▸ **Pointing dataset records**:
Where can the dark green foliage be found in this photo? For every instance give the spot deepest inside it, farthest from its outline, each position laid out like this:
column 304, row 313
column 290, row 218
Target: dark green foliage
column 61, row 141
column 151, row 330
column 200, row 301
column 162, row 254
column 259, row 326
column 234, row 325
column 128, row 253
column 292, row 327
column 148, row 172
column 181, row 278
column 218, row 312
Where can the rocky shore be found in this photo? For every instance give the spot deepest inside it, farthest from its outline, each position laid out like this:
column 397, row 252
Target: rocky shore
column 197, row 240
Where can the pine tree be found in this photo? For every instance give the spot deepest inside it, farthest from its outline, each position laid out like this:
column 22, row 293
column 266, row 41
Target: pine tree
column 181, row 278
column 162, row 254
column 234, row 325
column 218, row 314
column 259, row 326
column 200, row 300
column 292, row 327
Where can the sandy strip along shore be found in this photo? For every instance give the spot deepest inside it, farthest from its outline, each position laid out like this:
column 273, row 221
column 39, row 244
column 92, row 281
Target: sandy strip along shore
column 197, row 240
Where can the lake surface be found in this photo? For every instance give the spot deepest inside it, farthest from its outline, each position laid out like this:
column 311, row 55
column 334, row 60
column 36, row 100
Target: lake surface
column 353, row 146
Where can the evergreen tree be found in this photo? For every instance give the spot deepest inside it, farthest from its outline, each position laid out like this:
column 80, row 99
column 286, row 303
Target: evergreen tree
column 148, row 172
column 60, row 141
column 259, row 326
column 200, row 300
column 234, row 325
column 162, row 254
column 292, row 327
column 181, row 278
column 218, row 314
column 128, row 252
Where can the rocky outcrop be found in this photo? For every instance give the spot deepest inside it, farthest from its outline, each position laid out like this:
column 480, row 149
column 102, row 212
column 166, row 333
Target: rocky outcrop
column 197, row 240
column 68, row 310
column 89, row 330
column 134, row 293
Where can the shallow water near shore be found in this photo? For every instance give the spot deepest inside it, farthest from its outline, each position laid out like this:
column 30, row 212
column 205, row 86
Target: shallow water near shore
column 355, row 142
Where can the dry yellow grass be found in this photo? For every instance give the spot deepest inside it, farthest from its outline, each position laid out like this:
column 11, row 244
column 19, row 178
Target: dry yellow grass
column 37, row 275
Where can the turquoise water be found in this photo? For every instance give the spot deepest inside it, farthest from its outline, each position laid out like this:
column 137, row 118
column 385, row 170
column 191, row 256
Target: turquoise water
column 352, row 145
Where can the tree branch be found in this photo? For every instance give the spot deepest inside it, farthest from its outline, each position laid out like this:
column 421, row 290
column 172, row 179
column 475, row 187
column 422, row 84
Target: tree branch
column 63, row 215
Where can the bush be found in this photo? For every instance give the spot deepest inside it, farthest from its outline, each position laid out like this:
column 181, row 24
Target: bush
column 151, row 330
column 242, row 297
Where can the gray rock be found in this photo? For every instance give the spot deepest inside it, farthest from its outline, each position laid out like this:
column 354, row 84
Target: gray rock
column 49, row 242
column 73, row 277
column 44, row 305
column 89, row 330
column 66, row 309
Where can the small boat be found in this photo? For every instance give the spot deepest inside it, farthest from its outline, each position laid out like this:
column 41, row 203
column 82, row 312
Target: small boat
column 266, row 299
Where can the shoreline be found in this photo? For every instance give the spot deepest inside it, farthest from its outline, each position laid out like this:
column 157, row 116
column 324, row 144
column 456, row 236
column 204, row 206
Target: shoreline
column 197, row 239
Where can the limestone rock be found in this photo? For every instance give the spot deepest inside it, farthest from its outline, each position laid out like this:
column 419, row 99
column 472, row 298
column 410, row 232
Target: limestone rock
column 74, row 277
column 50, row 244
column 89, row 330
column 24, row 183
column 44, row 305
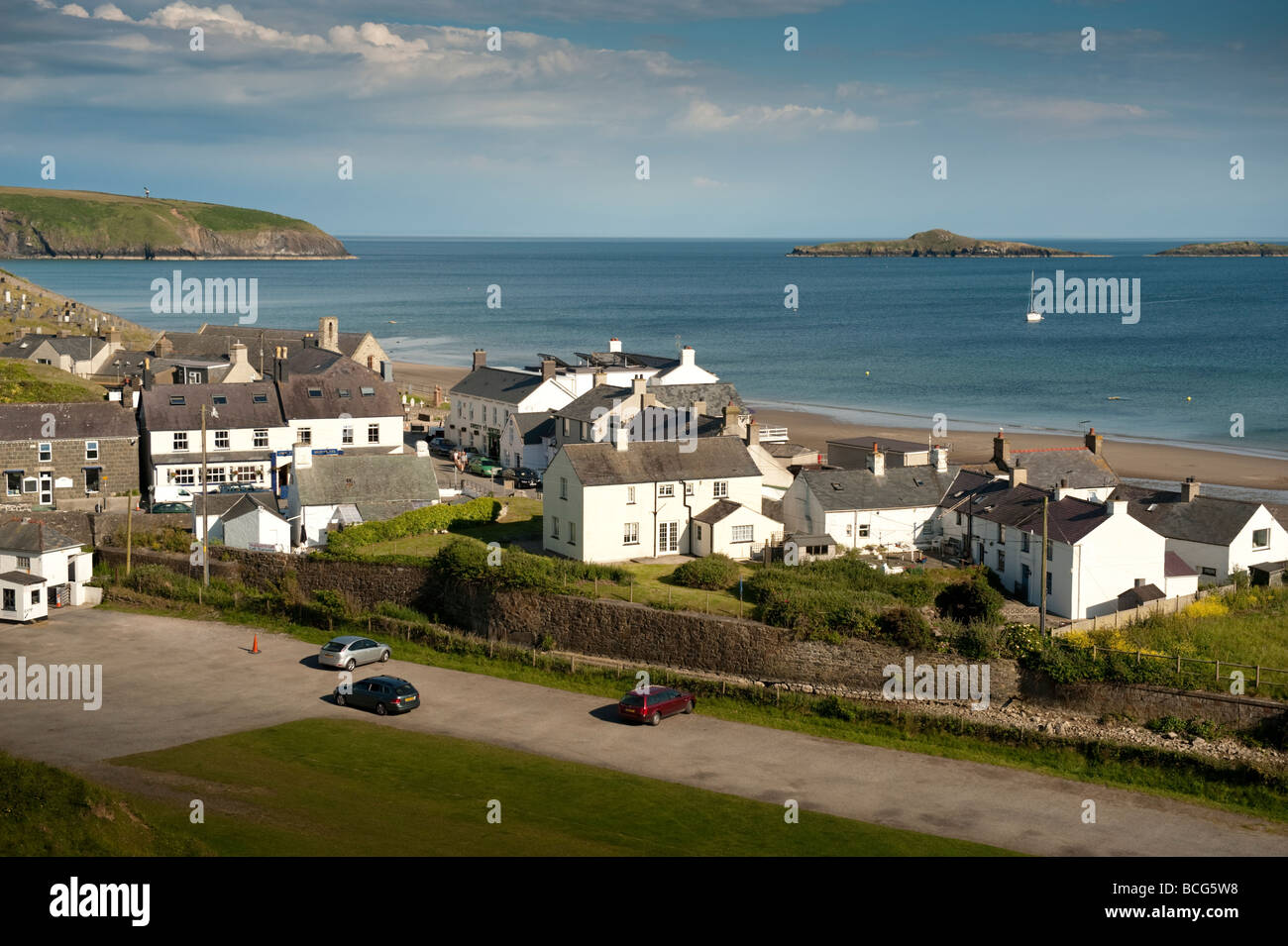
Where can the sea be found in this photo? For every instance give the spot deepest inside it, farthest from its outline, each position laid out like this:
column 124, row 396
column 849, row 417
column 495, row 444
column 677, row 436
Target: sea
column 872, row 340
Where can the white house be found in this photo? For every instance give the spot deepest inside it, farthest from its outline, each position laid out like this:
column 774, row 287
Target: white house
column 40, row 568
column 889, row 507
column 1096, row 551
column 248, row 439
column 331, row 491
column 625, row 499
column 1212, row 536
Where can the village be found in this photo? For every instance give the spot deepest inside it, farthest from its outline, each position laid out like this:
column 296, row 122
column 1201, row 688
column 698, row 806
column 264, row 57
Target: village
column 274, row 441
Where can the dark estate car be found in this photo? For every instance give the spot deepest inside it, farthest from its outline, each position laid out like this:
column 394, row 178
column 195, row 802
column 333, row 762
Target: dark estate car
column 653, row 704
column 382, row 693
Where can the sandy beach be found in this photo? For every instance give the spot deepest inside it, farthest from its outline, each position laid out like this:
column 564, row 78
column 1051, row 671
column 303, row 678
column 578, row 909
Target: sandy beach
column 1129, row 460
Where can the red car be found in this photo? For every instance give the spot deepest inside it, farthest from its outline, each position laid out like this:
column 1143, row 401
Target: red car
column 651, row 705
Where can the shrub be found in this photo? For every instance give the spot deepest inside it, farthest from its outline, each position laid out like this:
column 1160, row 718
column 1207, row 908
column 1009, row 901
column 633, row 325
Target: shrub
column 909, row 628
column 711, row 573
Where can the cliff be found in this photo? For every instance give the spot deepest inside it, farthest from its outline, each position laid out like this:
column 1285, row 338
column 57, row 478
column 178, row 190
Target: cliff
column 84, row 224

▸ **Aim of the task**: Revise all the records above by replacing each "this photo" with "this image" and changing nothing else. Leave the pictures out of your answer.

▸ **Result**:
Where can the dark green foliage be found in this image? For every instance give the spot deepest inside it, farthest from its outline, each position laid out like this:
column 304, row 313
column 290, row 218
Target: dark green foliage
column 61, row 141
column 151, row 330
column 200, row 301
column 162, row 254
column 259, row 326
column 234, row 325
column 128, row 253
column 292, row 327
column 148, row 172
column 181, row 278
column 218, row 312
Where can the rocky shore be found in this image? For every instance give the spot deepest inside it, farthest from its outline, each position laid out like this:
column 397, row 252
Target: rocky shore
column 197, row 240
Where can the pine tree be found in this image? For every instance give the spot deepest inside it, farthest from its outline, each position laid out like this:
column 22, row 293
column 266, row 41
Target: pine tree
column 181, row 278
column 162, row 254
column 234, row 325
column 218, row 314
column 259, row 326
column 200, row 300
column 292, row 327
Where can the sandy strip along shore be found in this image? For every instance give the spot deepest inside it, farthest from its outline, each position laid out like this:
column 273, row 221
column 39, row 244
column 92, row 281
Target: sandy strip along shore
column 197, row 240
Where can the lake surface be found in this image? For every instance give the spot deepest inside it, farthest from its outline, each position laid out like this:
column 311, row 55
column 334, row 60
column 36, row 100
Target: lake surface
column 353, row 146
Where can the evergreen tree be found in this image? For every instance give the spot deepest inside it, farthest from its outline, each position laid out like this:
column 80, row 99
column 286, row 303
Target: evergreen tree
column 148, row 172
column 60, row 141
column 259, row 326
column 200, row 300
column 234, row 325
column 162, row 254
column 292, row 327
column 181, row 278
column 218, row 314
column 128, row 252
Where can the rocky outcrop be found in this image? For every instance give the spot deepest inside it, farthest from its outline, each position laid out like this:
column 480, row 149
column 102, row 212
column 166, row 333
Target: rocky outcrop
column 197, row 240
column 68, row 310
column 89, row 330
column 134, row 293
Where can the shallow water near shore be found in this image? For every instance give the spot deepest inside it, farthest from its outline, each position laid out like this:
column 30, row 212
column 205, row 86
Target: shallow water near shore
column 355, row 142
Where can the dry yellow grass be found in this image? For every instance give the spot deepest inside it, farthest from its outline, each position laid out like this:
column 11, row 244
column 19, row 178
Target: dry yellow grass
column 37, row 275
Where can the turquoise water be found in this image? For every instance give the spot deepest inside it, farthest from its outline, each position laid out like this:
column 137, row 118
column 385, row 170
column 191, row 256
Target: turquoise water
column 352, row 145
Where can the tree branch be found in this image? For every instance give the spot deepest inside it, farthest from its outline, each position laid out like this:
column 421, row 290
column 172, row 179
column 475, row 187
column 422, row 84
Target: tree branch
column 63, row 215
Where can the bush be found in this image? For every instance give the spot deepest inside it, farthest from its outline, each position laid out like this:
column 181, row 24
Target: bush
column 151, row 330
column 242, row 297
Where can the gray rock be found in this image? For every instance give the spot deepest inside it, farthest from its outline, each position laid out like this:
column 354, row 84
Target: gray rock
column 49, row 242
column 73, row 277
column 44, row 305
column 89, row 330
column 66, row 309
Where can the small boat be found in this image? For every instance give the spot deepest inside it, farthest from its outline, each position laid out like this:
column 41, row 203
column 82, row 312
Target: small boat
column 266, row 299
Where can the shoreline be found in this image? For every instance give the spot deepest inside it, farthest from its outline, each position laid out like this:
column 157, row 116
column 324, row 144
column 456, row 236
column 204, row 206
Target: shoreline
column 197, row 239
Where can the limestone rock be found in this image? For every instance give the spot deepest inside it, farthest from its outline, each position laid out like this:
column 419, row 99
column 472, row 298
column 410, row 232
Target: limestone rock
column 74, row 277
column 50, row 244
column 89, row 330
column 24, row 183
column 44, row 305
Where can the sea be found in this image? For every instance give the spot deepest inside it, farthest from its outline, each position laid out like this:
column 124, row 396
column 849, row 417
column 495, row 444
column 677, row 436
Target: sea
column 872, row 340
Where can the white house be found in this image? For every instance give the spot deepest inside it, farthest from its outline, each position laid out like this:
column 774, row 287
Target: white house
column 40, row 568
column 889, row 507
column 1096, row 551
column 248, row 439
column 331, row 491
column 625, row 499
column 1212, row 536
Where can the village be found in this image? For every instance give the spot deepest inside it, farthest from its outline, each position laid out like this:
column 296, row 122
column 1201, row 688
column 698, row 806
column 264, row 57
Target: village
column 274, row 441
Where can the dark estate car be found in this image? For every instance give the spot deepest inside it, farthest from its outline, each position laid out like this:
column 394, row 178
column 195, row 802
column 333, row 762
Target: dark estate car
column 653, row 704
column 382, row 693
Where can the sandy beach be found in this image? For every instance give the spot deepest inside it, farthest from its outline, each position laid out like this:
column 564, row 78
column 1051, row 671
column 303, row 678
column 578, row 909
Target: sandy beach
column 1129, row 460
Where can the red car be found in this image? For every instance give the spot deepest inside it, farthest from its outline, each position laid out like this:
column 1143, row 401
Target: red car
column 651, row 705
Where can the shrub be found in this image? For every instance give the spot deepest inside it, farthest from its outline, each position laid out like this:
column 1160, row 718
column 1207, row 908
column 1009, row 901
column 633, row 325
Target: shrub
column 909, row 628
column 711, row 573
Where can the cliff be found in this image? For every instance give the spot deepest inside it, farthest from its outline, each position laid out like this:
column 1285, row 338
column 57, row 478
column 178, row 190
Target: cliff
column 84, row 224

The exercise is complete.